Set down, exactly, every line from the top of the listing through the one holding "Mark every instance of the pointed leaf".
==== Dataset records ====
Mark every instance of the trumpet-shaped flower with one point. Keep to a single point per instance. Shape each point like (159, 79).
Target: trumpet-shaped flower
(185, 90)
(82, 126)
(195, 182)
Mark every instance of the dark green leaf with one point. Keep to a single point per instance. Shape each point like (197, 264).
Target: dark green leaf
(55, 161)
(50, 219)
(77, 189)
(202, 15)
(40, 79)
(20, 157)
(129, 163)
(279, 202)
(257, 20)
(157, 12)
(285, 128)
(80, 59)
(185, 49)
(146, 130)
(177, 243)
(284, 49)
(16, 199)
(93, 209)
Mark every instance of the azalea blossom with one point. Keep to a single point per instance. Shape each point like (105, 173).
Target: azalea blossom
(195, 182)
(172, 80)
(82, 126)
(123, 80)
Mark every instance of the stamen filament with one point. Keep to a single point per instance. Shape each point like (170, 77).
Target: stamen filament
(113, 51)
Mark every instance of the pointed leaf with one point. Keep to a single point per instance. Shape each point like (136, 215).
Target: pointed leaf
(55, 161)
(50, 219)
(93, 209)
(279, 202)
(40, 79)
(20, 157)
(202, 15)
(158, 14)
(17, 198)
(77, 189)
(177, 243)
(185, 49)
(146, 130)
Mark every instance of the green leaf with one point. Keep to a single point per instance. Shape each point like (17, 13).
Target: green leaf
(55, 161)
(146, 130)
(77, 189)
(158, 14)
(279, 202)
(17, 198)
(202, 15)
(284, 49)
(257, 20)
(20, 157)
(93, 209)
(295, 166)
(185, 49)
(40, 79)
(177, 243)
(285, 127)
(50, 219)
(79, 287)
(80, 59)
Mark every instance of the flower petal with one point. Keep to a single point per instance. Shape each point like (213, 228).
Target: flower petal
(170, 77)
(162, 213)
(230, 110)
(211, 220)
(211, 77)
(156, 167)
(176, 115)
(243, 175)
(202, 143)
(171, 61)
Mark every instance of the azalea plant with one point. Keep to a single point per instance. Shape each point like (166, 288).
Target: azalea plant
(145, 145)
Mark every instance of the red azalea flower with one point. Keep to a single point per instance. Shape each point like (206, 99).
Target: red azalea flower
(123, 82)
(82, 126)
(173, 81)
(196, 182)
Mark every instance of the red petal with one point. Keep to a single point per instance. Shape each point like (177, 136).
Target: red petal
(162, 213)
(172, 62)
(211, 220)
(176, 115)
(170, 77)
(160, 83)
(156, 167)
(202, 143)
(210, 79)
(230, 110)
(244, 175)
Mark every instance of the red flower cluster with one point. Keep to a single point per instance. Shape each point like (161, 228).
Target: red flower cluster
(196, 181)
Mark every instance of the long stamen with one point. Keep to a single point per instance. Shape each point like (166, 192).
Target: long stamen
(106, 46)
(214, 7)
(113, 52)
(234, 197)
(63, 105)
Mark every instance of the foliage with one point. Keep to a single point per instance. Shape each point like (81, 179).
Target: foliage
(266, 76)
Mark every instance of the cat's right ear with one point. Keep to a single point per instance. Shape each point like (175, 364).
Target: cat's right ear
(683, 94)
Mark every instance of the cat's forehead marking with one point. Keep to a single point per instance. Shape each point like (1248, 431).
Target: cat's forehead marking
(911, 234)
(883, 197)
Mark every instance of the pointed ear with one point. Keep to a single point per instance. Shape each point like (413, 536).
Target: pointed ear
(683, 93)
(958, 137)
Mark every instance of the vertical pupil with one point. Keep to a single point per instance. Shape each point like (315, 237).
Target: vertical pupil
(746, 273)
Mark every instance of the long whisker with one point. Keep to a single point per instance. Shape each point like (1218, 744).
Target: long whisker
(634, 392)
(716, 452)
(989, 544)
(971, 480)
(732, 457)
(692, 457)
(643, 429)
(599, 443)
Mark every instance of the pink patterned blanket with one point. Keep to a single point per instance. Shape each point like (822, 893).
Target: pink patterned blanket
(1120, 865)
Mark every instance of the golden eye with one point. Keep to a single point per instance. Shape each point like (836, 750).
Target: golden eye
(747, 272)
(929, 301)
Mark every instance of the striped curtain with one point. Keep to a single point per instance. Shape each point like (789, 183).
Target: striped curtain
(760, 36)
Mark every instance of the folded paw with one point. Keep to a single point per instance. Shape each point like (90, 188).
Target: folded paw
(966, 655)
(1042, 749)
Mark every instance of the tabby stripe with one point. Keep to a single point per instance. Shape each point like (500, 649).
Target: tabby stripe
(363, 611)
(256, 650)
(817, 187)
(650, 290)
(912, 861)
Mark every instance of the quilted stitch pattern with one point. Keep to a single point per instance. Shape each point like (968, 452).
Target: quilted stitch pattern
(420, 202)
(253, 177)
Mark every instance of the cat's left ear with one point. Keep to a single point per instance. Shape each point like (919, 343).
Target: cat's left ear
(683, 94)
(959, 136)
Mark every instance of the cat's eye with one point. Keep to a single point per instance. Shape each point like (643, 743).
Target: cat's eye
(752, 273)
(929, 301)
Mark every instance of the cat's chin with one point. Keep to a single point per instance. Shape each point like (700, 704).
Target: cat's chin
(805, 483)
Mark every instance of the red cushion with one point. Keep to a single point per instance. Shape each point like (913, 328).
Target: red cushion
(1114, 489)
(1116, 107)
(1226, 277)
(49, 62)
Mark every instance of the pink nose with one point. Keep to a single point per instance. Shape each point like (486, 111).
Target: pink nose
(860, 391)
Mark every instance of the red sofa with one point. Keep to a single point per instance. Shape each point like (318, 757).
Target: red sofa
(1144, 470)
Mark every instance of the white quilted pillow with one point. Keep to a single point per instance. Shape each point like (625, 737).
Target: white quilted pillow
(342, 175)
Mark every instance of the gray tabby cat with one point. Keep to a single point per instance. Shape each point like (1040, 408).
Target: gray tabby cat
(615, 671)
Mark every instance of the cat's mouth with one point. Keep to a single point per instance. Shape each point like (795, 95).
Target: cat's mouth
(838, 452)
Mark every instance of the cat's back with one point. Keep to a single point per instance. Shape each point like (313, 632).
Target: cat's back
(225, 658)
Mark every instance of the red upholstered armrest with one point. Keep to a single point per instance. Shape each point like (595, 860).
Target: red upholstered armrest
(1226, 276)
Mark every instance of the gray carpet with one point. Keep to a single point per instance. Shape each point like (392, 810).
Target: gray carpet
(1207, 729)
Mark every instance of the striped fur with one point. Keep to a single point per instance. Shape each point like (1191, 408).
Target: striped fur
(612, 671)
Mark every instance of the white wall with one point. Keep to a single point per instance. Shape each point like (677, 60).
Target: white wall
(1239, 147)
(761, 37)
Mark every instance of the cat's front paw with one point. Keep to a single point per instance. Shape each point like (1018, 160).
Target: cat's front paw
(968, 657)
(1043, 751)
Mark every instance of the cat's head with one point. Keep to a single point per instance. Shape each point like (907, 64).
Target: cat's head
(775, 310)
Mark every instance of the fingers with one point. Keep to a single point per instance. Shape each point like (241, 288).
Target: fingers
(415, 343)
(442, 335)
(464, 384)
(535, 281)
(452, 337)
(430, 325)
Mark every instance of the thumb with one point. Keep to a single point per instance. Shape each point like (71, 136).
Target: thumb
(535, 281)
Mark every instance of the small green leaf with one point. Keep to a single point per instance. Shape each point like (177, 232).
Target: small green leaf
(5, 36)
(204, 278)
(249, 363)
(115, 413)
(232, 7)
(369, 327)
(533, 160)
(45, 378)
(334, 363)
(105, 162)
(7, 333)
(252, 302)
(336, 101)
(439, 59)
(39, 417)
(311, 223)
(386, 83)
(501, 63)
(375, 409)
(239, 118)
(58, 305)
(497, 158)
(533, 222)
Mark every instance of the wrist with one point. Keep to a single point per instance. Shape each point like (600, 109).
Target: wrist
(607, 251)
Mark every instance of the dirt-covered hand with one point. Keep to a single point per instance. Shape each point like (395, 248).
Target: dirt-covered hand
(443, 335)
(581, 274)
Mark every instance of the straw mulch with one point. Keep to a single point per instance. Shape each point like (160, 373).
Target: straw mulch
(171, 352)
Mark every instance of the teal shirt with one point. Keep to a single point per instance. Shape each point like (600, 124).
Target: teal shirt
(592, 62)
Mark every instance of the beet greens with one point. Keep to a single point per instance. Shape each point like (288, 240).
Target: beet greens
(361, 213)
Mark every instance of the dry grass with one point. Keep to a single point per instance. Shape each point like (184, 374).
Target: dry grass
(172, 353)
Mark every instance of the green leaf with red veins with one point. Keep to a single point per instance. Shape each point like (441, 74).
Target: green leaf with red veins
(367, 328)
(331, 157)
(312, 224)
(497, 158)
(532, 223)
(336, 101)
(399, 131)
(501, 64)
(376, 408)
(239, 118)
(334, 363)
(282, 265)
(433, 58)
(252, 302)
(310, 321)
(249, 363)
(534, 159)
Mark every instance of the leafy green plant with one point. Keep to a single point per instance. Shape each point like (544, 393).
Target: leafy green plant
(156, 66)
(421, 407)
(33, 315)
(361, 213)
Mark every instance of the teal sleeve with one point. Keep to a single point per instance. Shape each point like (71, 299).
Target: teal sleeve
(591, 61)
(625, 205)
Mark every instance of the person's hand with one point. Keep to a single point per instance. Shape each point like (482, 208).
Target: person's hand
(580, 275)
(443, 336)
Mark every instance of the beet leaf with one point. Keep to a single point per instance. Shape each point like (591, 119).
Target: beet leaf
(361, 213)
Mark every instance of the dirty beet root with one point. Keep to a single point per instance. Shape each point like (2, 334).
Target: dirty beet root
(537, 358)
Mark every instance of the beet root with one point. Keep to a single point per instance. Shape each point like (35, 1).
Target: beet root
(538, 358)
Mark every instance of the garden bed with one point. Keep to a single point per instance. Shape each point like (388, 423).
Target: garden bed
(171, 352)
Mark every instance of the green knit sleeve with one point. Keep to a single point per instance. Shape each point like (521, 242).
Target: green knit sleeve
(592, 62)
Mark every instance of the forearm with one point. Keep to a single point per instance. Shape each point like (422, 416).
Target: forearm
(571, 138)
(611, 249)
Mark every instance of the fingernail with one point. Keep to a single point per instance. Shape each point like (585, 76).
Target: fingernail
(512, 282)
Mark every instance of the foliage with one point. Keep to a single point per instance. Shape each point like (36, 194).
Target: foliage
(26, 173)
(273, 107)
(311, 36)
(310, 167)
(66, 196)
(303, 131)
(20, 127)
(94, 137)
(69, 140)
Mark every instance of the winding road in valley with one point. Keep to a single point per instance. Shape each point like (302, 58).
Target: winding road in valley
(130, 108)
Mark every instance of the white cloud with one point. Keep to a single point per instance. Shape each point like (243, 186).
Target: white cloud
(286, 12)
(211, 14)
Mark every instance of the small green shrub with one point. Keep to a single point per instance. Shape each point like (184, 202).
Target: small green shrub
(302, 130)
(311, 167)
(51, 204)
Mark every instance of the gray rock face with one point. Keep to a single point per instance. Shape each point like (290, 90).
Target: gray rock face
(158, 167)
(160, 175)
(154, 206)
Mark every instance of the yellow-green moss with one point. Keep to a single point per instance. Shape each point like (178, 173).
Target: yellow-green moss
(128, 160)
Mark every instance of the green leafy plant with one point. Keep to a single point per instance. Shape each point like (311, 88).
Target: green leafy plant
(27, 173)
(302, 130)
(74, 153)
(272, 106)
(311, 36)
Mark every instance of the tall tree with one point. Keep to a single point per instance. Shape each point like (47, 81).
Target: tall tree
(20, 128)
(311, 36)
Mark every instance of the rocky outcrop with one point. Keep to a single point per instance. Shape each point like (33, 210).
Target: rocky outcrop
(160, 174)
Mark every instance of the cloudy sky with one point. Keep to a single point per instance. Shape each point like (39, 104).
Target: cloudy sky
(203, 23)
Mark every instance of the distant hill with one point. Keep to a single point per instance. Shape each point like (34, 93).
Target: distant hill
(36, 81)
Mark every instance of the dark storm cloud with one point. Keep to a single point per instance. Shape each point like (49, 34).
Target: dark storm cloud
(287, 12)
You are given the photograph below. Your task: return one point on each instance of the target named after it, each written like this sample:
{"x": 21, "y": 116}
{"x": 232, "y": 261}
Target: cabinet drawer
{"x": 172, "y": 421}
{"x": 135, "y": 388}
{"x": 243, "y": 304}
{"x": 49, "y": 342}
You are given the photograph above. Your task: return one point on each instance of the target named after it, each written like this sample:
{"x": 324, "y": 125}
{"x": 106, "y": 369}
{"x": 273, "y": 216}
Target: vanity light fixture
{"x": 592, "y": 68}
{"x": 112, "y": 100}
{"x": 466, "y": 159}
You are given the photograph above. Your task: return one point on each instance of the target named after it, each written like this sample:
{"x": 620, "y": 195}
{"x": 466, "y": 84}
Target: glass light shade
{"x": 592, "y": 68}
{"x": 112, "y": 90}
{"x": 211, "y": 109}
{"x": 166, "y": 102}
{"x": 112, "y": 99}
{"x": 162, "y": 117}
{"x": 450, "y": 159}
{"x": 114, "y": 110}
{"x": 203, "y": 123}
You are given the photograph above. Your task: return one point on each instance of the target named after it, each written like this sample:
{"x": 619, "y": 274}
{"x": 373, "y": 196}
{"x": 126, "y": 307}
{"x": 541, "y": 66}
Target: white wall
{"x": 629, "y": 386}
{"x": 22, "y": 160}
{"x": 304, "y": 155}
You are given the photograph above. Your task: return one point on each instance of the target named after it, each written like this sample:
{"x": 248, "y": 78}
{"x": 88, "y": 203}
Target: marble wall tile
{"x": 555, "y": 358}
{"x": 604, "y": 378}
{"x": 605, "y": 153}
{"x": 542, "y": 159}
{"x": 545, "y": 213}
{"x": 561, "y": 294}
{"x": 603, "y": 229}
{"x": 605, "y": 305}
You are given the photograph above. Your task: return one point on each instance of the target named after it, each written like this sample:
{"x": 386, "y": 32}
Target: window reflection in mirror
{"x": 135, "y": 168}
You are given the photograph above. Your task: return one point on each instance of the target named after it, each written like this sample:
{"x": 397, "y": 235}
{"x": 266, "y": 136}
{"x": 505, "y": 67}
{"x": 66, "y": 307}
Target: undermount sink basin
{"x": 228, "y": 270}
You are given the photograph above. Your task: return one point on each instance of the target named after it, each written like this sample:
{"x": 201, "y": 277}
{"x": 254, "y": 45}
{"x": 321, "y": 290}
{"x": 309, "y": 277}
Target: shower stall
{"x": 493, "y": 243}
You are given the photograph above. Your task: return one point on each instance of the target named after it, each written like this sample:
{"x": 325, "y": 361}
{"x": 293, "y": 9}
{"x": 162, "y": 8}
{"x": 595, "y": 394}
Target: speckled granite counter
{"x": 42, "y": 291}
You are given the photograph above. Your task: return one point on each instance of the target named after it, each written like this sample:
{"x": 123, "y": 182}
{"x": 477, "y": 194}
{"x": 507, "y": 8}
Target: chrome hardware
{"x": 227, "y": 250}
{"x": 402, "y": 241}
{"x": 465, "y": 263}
====
▶ _Solution for this problem_
Mark every instance of the trumpet-shaped flower with one point. Keep to a single point per instance. Shape each point like (159, 79).
Target: trumpet-shaped flower
(185, 90)
(82, 126)
(195, 182)
Mark every instance of the dark green leaf with one point. Keep to a single point per instance. Shape each point like (197, 264).
Target: dark green leaf
(55, 161)
(50, 219)
(77, 189)
(202, 15)
(40, 79)
(20, 157)
(129, 163)
(279, 202)
(257, 20)
(157, 12)
(285, 128)
(80, 59)
(185, 49)
(146, 130)
(177, 243)
(284, 49)
(16, 199)
(93, 209)
Mark every instance of the azalea blossom with one point. Keep to a single point per instance. Shape each point like (105, 173).
Target: azalea blossom
(195, 182)
(172, 80)
(82, 126)
(123, 80)
Mark every instance of the stamen filament with one point. Keep to a single point per instance. Shape each point like (170, 77).
Target: stamen filament
(113, 51)
Mark every instance of the pointed leaf with one point. Keep to a single point per instance. Shape each point like (136, 215).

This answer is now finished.